■ **Aim of the exercise**:
From the material below, copy out each line that contains the string "suit".

■ **Dataset extract**:
——————
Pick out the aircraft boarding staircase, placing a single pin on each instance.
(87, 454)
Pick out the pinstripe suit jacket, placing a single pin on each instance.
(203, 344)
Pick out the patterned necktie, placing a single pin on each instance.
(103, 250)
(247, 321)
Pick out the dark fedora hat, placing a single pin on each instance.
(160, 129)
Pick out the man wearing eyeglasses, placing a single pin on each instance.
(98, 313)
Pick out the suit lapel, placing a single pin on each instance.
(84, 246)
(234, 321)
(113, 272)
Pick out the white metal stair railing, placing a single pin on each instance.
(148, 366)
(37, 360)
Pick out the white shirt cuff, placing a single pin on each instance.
——————
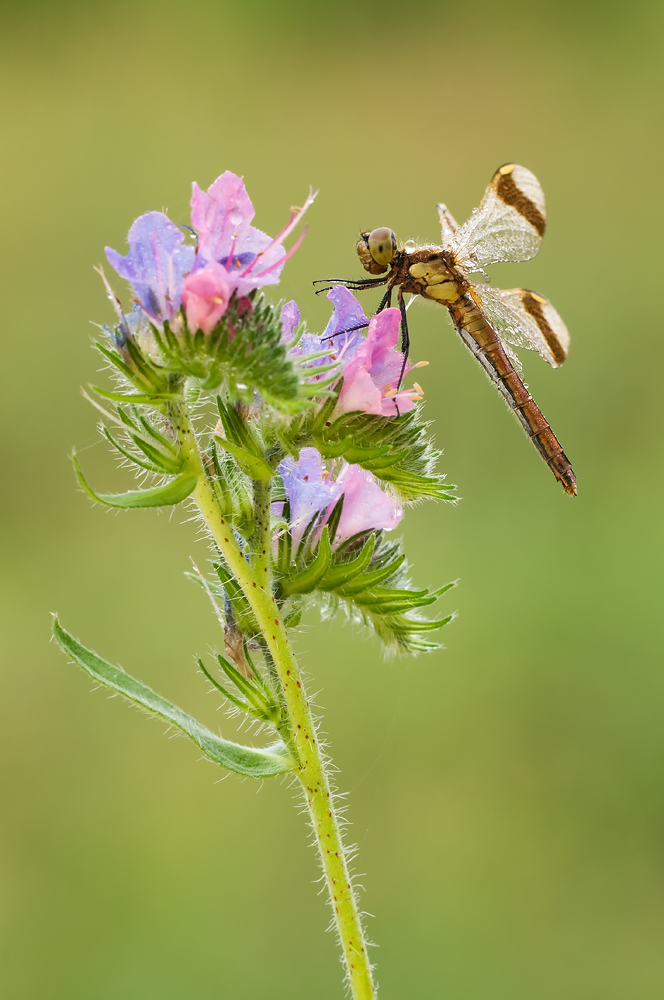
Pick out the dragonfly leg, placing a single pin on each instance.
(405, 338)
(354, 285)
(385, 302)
——————
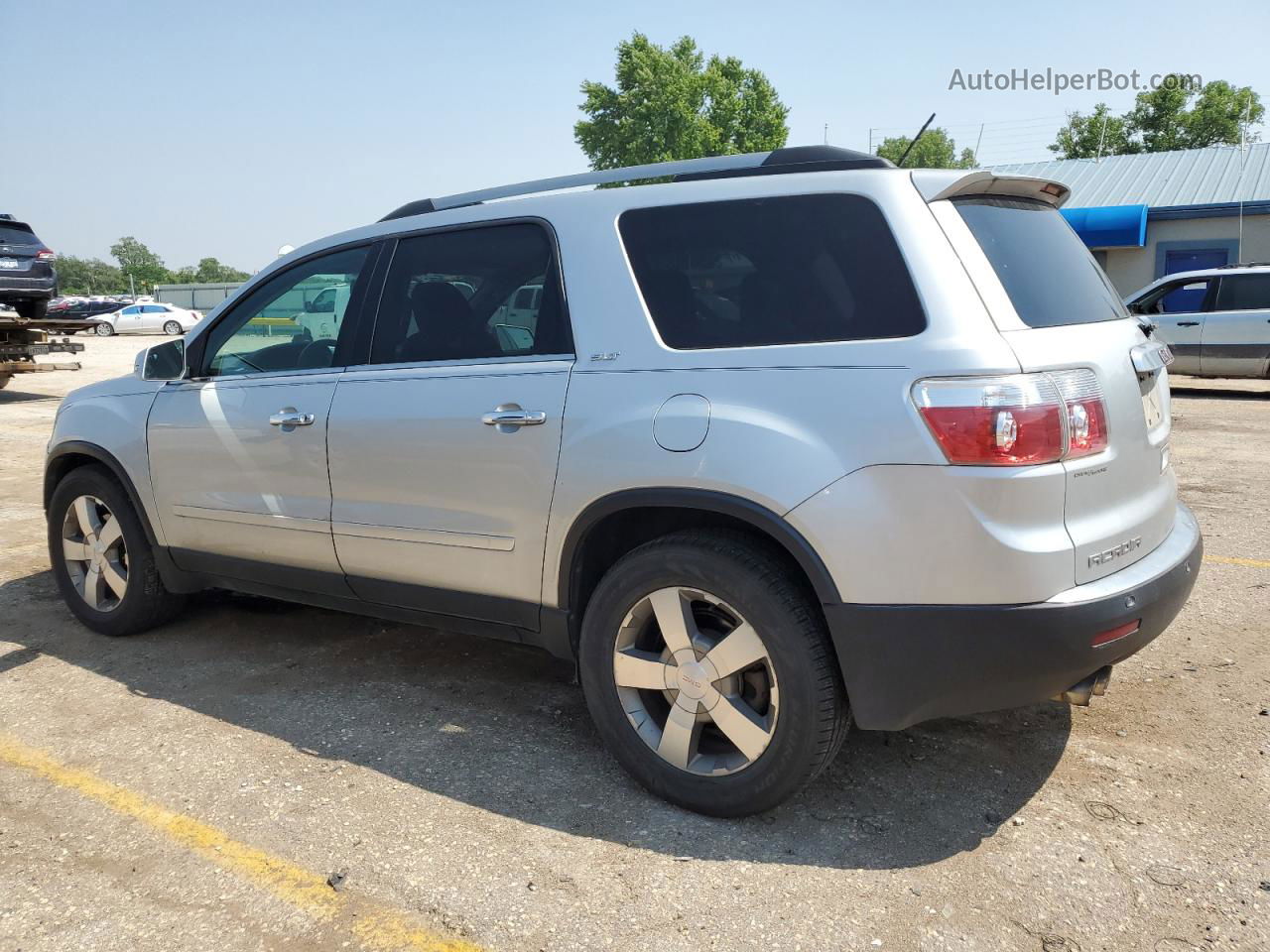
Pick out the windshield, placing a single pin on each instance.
——————
■ **Output below**:
Pick out the pinstripe suit jacket, placing a single pin on each instance.
Pick out the suit lapel, placing a single pin on each instance.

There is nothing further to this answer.